> What this task involves: Leave out the pictures, then return the records word for word.

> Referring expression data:
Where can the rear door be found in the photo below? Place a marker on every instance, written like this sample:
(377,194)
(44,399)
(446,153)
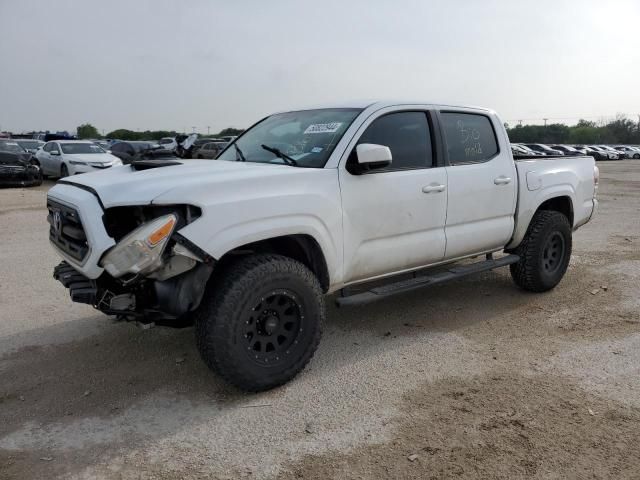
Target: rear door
(394,217)
(482,186)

> Answer below:
Where can the rear door be found in the photo below? Place a marker on every instance, written like this sample:
(377,194)
(44,399)
(446,153)
Target: rear door
(394,217)
(482,186)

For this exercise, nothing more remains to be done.